Source extract
━━━━━━

As for my project- it's been going really well. I felt like I was getting closer and closer before Tommy left, which made it difficult to take basically a week off from the route, but this last Saturday I had without a doubt my best try yet. I stuck what I imagined to be the 'last move' for me - literally shocked that I had made it there - only to fumble the crux exit while trying to adjust my grip. It was inspiring and exciting and also humbling. I was beginning to worry about sticking that move from the ground so in that sense it was an enormous break through. For a moment I felt like, maybe, just maybe, I was sending. And despite the fact that only a second later I was in flight, I remained exhilarated. Back on Earth I was describing to my friend Thibault that sometimes for me, these attempts - the ones that are so close, the one hangs, the near misses - sometimes these are the most exciting moments. Knowing that something is within your grasp, that it could be a reality, is a cool feeling.
Unfortuntely I tore a pretty big hole in my skin, so after a rest yesterday, I will go up to the crag just for some fun, taped finger climbing, and save a good attempt for tomorrow. It really feels close to me, but I'm still not expecting anything. Patience is the key for me at this point. Patience and psyche.
Wish me luck!
Monday, May 5
Ever since I first visited Southern France for climbing 2 years ago, it's become a pillar of quality in my mind - the near perfection of routes and the beauty and purity of the stone. By all means, the climbing here is the standard to which I measure almost everything I see - consciously or subconsciously. This doesn't necessarily mean that everything must measure up, it only means that I am aware of how unique these places are, and also how special this degree of quality really is. Just as I remembered it, I'm again blown away by the climbing, the setting, and the almost impeccable nature of experience that is Ceuse climbing.
I've been dreaming of my return ever since I left 2 years ago, and furthermore, I've been anxiously planning for an objective. Since last December I've been approaching my climbing differently. For the first time in my climbing life I solicited the help of a trainer. I've quite dramatically changed the way I train - finally trying some new things. I've adjusted my lifestyle, and like I once did many years ago - in pursuit of my first 5.14s - I've anxiously looked ahead and worked hard towards a lofty goal. It has been an awesome awakening for me. I had a great line of success in Las Vegas, while also maintaining a relatively strict training program, and continuously looking ahead. In general, I feel like I saw the end of the line for my long used methods for training and my general approach to climbing - and that line did not include my new climbing goals, so I made some changes and now I feel more prepared.... hopefully. In the end, I'm satisfied knowing that I've improved, and knowing that I worked really hard - so in many ways, regardless of the outcome of this specific trip, I'm quite happy that I took the plunge and made a change.
|Rest day exploring Briancon.|
So, as some of you know, I, in essence, came to France to climb Biographie, or as many Americans know it, Realization. I can remember the first time that I saw the route - it is truly magnificent. I was shocked to see that such a bold and impressive, seemingly perfect line exists. Add to that, the historic significance of this climb not to mention its unique and brilliant holds and movement -- it really is a proud route. I trained to improve my climbing, not necessarily for this climb specifically, but I had it in mind all throughout. I've been here in France for a little more than a week, and already it has been an exciting journey.

━━━━━━

Work instructions
1. Using the climbing blog text, decide whether each statement agrees with it, answering yes or no and quoting the words that settle it: (a) The writer came to France mainly to climb Biographie. (b) The writer's first climbing visit to Southern France was five years ago. (c) The writer had worked with a trainer for many years before this trip.
2. Write what comes next in the climbing blog text, picking up right after its final sentence.

Point labeling records
━━━━━━

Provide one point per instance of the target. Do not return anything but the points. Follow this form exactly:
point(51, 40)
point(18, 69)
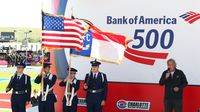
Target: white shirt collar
point(96, 74)
point(19, 75)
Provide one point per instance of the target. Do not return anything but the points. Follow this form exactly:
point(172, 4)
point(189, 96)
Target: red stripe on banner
point(191, 12)
point(59, 46)
point(75, 25)
point(191, 17)
point(139, 59)
point(73, 30)
point(62, 35)
point(107, 36)
point(147, 54)
point(69, 19)
point(62, 41)
point(194, 19)
point(74, 20)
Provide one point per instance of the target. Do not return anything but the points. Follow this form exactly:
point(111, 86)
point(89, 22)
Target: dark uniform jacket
point(74, 84)
point(97, 83)
point(19, 85)
point(178, 80)
point(49, 82)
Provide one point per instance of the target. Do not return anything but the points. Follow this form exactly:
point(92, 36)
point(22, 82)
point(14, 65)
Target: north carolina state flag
point(104, 46)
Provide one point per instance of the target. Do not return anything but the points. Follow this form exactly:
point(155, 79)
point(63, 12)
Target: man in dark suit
point(47, 100)
point(96, 85)
point(174, 81)
point(21, 85)
point(72, 85)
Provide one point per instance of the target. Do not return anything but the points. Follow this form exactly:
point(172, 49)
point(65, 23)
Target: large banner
point(156, 30)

━━━━━━

Answers for the tasks
1.
(a) Yes: "I, in essence, came to France to climb Biographie"
(b) No: "Ever since I first visited Southern France for climbing 2 years ago"
(c) No: "For the first time in my climbing life I solicited the help of a trainer."

2.
|Alpine glow every night from our brilliant gite!|
I met the always stoked Caldwell family here right away, and on my first climbing day I began trying this amazing climb. Immediately off the ground is a burly 4 move boulder problem - which broke in 2010 - rendering it several V grades harder. To me it feels similar in difficulty to the opening boulder on Necessarily Evil. Some 5.13- climbing right after leads to the main rest - a huge right facing flake. It's a very good rest. After the pause, a series of super resistant two and three finger pocket moves, with cross-throughs and underclings and high steps and all kinds of interesting and varied movement, lead you to the old anchor (now removed). To here the route is considered 14c, although some have suggested an upgrade due to the bottom boulder breaking. I'm not sure really, it's hard though! There is an okay rest at the old anchor, then a bolt more of resistance climbing leads to a slightly better rest just below the finishing crux. The finishing crux is essentially 12 moves, with a bunch of foot movement, and some very fickle pockets and crimps. It's hard to say how difficult this crux section is on its own, but it is certainly the effects of climbing from the ground that make this crux - and thus the entire route - so difficult. From above the crux there is an okay rest, and some 5.11 climbing (that is deceptively hard when you're pumped!) for another 50 feet leads to the anchor at around the 35 meter mark.
It took some time for me to suss the route, especially the finishing boulder which has quite a few options depending on your size and strengths. On my third day I climbed up to and beyond the old anchor, which was very very exciting for me and also encouraging. But I was still quite baffled by the upper crux. It took some pretty serious time hanging and experimenting to find a method that worked well for me. The next step was a one hang on the route - falling setting up for the crux move and then taking it to the top. And yesterday I fell off what I feel personally is the *last* hard move, and also I have linked now several times in various states of fatigue from the final rest below the biz to the very top - an important link both mentally and physically.
|Find the longest, darkest, most prominent blue streak on the left side of this photo. This is Biographie.|
So, on paper, it seems I've very close. But I also want to remain extremely humble in my efforts. I know how many times climbers much greater than I have fallen in this upper crux and yet never broke through. I know that even though I have 2 more months, there are a plethora of ways in which my efforts could be fruitless. I'm confident that I can do the route, but that's not to say that I will do the route. Sorry if that sounds pessimistic, but the best road for me is to stay stoked on the process and to not get too hung up on the results. I'll keep trying my ass off, resting well healing skin and giving it everything!
Wish me luck!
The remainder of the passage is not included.